Dataset records:

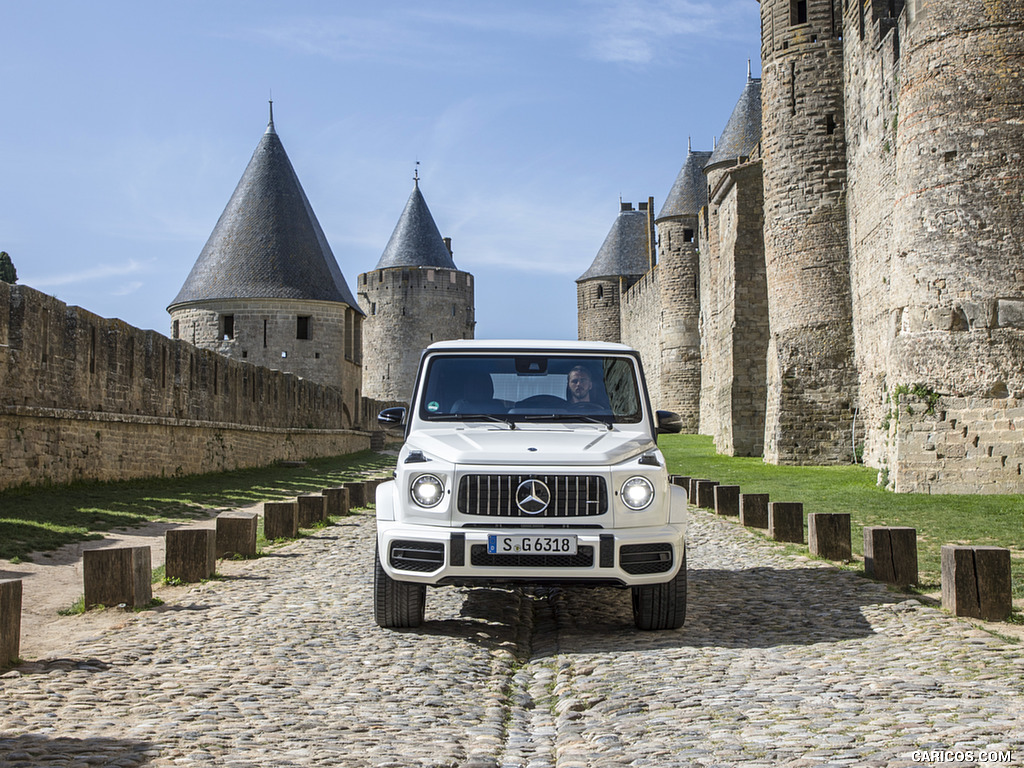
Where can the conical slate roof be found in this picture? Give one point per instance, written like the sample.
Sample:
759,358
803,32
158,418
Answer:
689,193
267,243
416,241
743,129
625,251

Exercise prompt: Give back each line above exactly, with pictures dropped.

Solution to the problem:
Where can the conical slate roof be found in this picture? Give one point per instance, written like the sample.
Sample:
759,358
803,32
158,418
Answer:
689,193
267,243
416,241
743,129
625,251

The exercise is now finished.